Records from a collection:
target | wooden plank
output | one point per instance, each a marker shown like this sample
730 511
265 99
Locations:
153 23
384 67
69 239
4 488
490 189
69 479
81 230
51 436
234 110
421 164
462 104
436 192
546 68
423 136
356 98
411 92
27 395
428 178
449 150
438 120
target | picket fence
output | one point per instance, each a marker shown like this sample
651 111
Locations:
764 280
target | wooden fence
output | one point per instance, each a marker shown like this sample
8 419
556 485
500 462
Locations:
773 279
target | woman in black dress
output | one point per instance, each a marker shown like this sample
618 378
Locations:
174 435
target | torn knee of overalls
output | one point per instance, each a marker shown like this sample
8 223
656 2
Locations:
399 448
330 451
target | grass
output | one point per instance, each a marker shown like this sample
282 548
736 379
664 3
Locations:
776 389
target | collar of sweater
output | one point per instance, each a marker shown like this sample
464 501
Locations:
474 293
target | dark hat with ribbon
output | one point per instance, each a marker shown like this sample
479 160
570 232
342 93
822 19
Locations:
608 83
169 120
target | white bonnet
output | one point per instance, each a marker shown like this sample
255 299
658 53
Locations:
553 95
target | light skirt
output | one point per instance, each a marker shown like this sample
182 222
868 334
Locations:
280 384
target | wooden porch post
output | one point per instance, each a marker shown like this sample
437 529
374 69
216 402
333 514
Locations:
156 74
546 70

Required action = Write the records out once more, word for word.

Reply to the task =
target | wooden plank
output | one point per instance, each a marker shown like this sample
730 511
265 99
Locations:
153 23
384 67
69 239
4 488
490 189
69 479
81 230
51 436
234 110
421 164
462 104
436 192
546 68
423 136
356 98
411 92
27 395
428 178
449 150
438 120
target | picket fence
output | one point per instance, each a marker shown like this sample
651 111
Locations:
764 280
target | wooden fence
output | one point per instance, each a marker shown like this sample
8 419
556 485
500 462
Locations:
773 279
target | woman in black dress
output | one point per instance, each a marker shown like this sample
618 378
Locations:
174 435
target | torn knee of overalls
output | one point per instance, each a marker shown like this sample
8 223
656 2
Locations:
399 448
330 451
target | grass
output | one point per instance, each a marker shown like this sample
282 548
736 379
664 3
Locations:
776 389
target | collar of sweater
output | one point per instance, each a marker shown like this sample
464 501
Locations:
474 293
target | dark hat with ribbon
output | one point per instance, each a marker shown like this sample
479 160
570 232
342 93
822 19
Locations:
608 83
169 120
target | white bonnet
output | one point per instance, each a marker shown like this sample
255 299
658 53
Locations:
553 95
target | light skirt
output | one point per instance, each a marker shown like this sample
182 222
868 334
Locations:
280 384
target | wooden porch post
output | one point per instance, each a marker shown like this sample
437 529
374 69
216 402
333 514
Locations:
156 74
546 70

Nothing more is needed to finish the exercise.